** begin Material shown **

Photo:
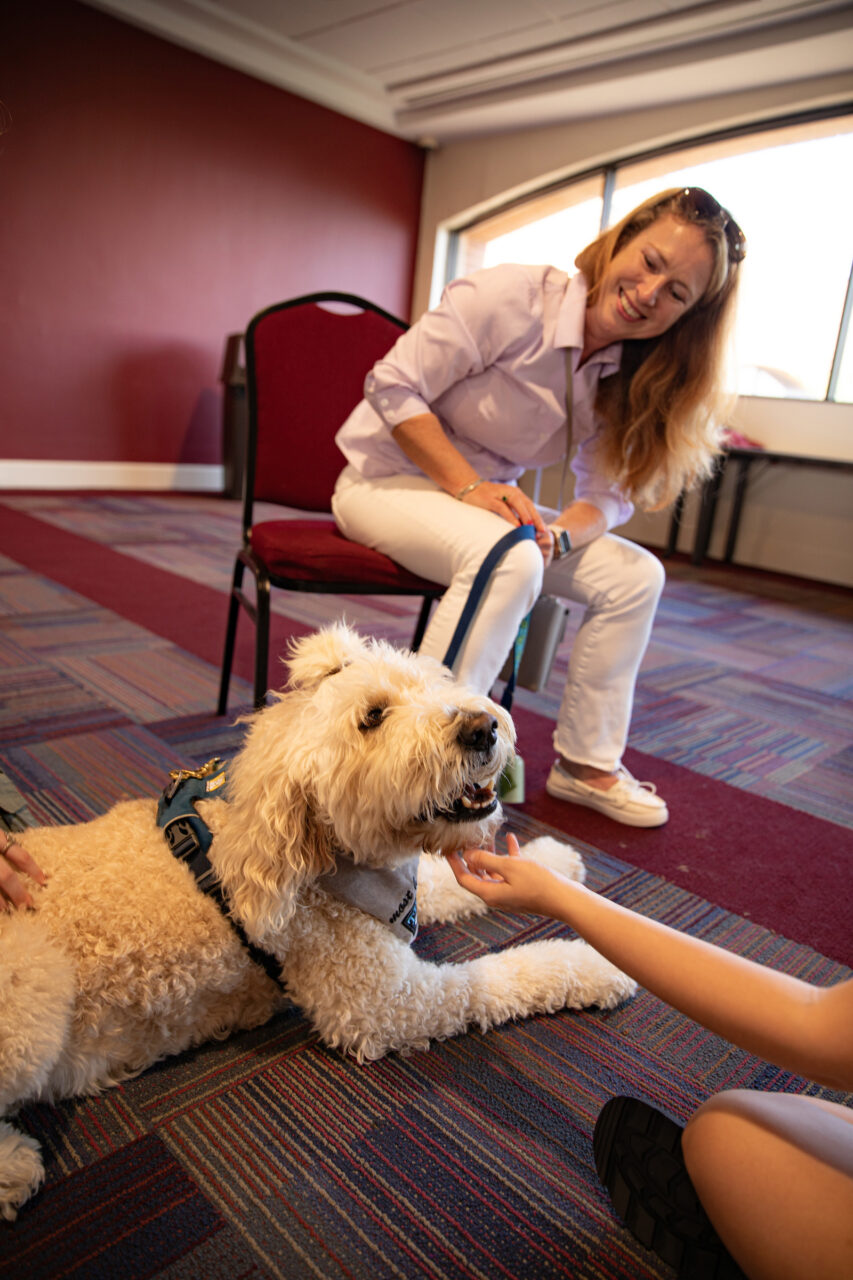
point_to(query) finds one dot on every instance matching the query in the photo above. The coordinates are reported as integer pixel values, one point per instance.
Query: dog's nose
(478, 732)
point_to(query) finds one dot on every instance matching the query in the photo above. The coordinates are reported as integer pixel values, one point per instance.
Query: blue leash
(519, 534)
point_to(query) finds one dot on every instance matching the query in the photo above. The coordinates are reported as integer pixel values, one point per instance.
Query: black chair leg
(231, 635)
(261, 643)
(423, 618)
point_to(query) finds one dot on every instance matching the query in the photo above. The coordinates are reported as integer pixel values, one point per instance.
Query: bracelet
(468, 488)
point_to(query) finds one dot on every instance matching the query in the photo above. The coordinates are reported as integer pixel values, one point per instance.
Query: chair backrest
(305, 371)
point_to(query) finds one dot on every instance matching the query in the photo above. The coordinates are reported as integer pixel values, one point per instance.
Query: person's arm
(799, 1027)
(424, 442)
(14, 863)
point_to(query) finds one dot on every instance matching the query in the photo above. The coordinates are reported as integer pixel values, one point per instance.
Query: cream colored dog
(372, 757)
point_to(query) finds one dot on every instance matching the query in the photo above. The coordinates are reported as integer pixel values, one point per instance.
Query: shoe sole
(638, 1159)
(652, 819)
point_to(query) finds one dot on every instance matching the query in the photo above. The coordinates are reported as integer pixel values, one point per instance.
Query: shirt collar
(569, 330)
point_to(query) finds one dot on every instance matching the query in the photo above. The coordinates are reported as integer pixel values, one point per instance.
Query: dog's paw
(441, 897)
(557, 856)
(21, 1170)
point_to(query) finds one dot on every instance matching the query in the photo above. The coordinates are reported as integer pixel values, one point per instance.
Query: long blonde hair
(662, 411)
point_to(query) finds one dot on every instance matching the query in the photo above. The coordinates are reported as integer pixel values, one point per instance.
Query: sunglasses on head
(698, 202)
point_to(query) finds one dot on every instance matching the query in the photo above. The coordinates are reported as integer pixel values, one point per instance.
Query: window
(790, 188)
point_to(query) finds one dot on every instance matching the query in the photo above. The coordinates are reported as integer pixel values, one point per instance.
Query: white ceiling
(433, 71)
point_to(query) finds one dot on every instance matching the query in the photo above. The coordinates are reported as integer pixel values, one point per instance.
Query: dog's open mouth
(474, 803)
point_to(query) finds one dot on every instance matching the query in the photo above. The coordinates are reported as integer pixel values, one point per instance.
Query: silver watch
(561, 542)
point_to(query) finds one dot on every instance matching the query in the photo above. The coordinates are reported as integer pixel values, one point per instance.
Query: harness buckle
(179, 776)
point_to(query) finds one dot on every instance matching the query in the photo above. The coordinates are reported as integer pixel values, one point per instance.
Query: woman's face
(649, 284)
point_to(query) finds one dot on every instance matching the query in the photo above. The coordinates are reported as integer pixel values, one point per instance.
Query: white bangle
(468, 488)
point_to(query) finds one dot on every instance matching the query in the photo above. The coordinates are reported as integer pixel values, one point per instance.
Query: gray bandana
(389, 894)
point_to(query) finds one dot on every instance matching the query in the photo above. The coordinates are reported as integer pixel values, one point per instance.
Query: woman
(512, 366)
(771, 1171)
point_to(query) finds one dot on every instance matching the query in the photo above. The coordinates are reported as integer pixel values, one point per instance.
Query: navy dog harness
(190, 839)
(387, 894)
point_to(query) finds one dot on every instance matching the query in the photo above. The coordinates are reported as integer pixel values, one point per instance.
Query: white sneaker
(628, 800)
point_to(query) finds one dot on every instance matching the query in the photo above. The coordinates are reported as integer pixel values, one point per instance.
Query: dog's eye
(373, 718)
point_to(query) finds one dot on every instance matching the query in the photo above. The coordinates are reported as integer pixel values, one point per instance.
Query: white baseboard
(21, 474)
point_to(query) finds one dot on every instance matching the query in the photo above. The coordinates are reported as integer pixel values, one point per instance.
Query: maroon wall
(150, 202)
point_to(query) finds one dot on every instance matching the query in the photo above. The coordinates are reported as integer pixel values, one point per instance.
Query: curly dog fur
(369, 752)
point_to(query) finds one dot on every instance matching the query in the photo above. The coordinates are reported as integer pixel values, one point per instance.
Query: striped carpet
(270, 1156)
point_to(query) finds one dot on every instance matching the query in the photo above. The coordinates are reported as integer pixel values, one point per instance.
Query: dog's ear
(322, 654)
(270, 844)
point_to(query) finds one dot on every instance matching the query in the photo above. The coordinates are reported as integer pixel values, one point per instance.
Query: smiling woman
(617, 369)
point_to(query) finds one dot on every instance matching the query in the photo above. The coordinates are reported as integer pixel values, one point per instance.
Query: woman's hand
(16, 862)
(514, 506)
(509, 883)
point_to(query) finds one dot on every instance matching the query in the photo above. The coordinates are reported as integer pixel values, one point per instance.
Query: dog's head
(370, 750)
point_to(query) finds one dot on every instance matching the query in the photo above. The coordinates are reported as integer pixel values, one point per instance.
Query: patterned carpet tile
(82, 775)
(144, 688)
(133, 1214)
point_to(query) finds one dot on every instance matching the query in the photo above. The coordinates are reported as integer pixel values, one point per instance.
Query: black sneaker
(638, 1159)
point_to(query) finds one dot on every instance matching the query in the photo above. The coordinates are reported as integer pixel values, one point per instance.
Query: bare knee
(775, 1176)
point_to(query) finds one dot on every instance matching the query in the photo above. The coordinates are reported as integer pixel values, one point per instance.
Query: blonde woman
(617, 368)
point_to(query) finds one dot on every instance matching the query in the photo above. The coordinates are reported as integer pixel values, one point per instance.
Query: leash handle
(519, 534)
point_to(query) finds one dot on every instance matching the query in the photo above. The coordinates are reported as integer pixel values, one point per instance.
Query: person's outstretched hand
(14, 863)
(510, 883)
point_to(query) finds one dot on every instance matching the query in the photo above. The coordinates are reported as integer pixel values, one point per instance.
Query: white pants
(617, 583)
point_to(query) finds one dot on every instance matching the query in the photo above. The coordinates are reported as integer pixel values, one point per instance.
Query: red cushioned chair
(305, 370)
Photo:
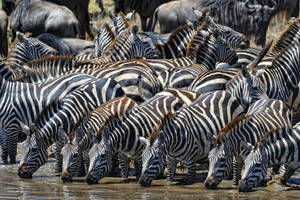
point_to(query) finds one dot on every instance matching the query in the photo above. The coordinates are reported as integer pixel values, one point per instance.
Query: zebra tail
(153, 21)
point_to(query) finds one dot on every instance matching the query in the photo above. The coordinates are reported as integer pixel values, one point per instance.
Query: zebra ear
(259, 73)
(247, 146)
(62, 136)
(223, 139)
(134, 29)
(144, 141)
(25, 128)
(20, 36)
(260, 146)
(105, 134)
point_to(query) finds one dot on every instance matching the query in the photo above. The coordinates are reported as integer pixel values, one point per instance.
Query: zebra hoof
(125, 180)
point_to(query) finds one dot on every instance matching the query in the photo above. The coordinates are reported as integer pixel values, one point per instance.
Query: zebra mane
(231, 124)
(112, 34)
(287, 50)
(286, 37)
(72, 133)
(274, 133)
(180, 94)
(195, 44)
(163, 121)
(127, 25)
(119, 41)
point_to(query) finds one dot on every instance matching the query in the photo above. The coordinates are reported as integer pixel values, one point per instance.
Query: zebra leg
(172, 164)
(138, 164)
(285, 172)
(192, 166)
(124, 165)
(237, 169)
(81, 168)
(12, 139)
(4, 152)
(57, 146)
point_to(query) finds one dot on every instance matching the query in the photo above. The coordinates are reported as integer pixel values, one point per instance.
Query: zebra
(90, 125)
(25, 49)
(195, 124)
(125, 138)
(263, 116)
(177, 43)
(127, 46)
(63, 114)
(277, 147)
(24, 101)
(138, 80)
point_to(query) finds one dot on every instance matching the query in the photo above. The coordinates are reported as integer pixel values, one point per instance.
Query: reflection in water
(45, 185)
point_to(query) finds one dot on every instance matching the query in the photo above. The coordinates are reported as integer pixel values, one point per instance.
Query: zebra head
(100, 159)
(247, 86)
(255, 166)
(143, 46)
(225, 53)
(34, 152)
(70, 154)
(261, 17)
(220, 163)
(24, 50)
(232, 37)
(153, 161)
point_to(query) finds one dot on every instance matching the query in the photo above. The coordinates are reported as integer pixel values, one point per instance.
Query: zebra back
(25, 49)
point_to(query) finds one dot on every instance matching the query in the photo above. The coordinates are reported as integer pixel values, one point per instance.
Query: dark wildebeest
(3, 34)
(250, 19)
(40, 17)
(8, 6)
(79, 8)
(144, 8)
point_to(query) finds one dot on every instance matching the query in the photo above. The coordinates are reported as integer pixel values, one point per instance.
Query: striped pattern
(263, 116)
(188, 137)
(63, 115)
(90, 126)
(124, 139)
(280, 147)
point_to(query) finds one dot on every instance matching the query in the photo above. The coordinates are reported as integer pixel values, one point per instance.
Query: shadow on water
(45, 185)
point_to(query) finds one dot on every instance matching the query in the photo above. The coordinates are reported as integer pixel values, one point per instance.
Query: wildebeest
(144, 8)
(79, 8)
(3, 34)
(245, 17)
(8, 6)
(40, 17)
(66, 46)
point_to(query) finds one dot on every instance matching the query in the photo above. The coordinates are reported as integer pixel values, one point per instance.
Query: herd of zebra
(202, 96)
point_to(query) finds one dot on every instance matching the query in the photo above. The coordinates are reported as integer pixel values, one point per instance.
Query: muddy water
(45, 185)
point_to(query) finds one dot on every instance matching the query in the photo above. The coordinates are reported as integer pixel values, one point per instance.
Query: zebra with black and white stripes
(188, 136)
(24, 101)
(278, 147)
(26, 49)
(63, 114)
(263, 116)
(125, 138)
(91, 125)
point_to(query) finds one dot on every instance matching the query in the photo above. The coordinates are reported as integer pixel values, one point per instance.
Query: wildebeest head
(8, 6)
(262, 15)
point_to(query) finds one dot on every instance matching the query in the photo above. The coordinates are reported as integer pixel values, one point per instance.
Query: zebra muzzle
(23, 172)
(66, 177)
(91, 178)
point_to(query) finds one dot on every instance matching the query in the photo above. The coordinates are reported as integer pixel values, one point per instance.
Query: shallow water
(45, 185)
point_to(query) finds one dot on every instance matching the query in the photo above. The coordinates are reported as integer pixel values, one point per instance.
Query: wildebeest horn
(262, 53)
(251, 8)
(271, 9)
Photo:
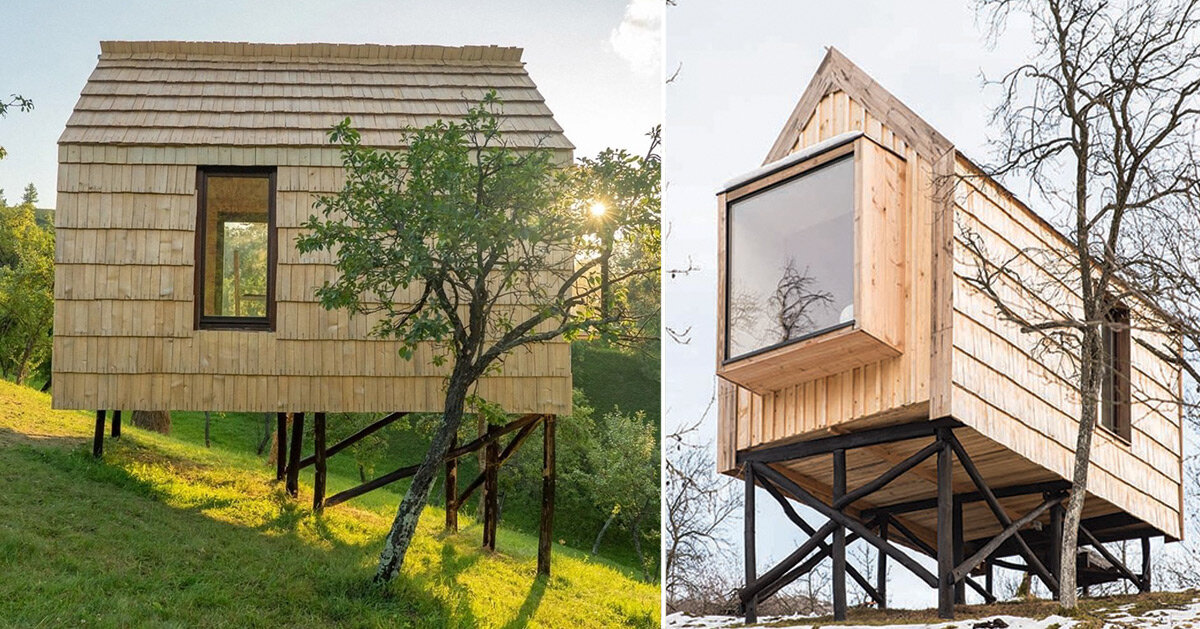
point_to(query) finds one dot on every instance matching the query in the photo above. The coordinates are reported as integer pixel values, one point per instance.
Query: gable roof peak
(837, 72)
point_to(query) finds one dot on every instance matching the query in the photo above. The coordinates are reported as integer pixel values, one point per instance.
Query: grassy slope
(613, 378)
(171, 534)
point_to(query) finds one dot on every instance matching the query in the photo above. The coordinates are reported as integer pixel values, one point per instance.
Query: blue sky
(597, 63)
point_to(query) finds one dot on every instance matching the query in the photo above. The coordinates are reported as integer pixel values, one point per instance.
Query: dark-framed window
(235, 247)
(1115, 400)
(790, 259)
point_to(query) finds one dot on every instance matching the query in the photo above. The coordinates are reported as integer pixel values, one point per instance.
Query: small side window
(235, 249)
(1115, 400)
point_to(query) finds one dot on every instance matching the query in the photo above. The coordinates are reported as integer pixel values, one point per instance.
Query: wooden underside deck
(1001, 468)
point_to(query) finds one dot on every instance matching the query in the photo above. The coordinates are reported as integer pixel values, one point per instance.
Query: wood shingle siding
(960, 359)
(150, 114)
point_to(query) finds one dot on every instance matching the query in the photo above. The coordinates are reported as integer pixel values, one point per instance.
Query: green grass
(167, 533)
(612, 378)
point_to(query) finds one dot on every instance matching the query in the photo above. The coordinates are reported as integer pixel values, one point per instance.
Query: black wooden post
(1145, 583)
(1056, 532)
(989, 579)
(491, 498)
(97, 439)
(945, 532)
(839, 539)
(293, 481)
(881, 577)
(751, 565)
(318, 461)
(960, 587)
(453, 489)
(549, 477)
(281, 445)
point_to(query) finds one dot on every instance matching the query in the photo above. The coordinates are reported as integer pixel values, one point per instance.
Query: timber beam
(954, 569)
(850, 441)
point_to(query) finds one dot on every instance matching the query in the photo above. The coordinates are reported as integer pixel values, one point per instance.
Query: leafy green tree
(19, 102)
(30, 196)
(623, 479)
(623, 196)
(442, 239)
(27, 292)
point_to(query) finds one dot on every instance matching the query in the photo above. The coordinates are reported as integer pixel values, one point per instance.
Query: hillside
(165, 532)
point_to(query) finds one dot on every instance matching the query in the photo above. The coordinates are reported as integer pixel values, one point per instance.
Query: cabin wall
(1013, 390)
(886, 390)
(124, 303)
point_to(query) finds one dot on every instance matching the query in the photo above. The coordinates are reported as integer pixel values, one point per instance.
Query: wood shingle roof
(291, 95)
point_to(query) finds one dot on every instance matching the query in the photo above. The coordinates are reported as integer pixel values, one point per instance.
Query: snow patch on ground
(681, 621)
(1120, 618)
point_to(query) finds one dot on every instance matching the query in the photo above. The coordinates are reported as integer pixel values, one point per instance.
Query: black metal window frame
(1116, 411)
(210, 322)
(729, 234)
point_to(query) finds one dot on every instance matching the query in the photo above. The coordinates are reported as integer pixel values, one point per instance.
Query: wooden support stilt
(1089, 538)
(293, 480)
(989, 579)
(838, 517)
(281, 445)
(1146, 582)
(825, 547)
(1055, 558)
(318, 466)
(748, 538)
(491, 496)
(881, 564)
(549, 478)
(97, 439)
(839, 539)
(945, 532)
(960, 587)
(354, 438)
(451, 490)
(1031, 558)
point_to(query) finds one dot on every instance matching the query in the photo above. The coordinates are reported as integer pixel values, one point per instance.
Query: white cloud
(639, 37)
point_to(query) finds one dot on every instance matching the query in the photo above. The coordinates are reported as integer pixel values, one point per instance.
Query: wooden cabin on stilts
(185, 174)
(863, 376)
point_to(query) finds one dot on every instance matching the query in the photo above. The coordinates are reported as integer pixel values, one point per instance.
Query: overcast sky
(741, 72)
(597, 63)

** end Material shown **

▶ Problem details
Locate each line in the data above that contains the string "wildebeest", matching case exactly, and copy those lines out in full.

▶ Correct result
Query: dark wildebeest
Query: wildebeest
Query: wildebeest head
Query: wildebeest horn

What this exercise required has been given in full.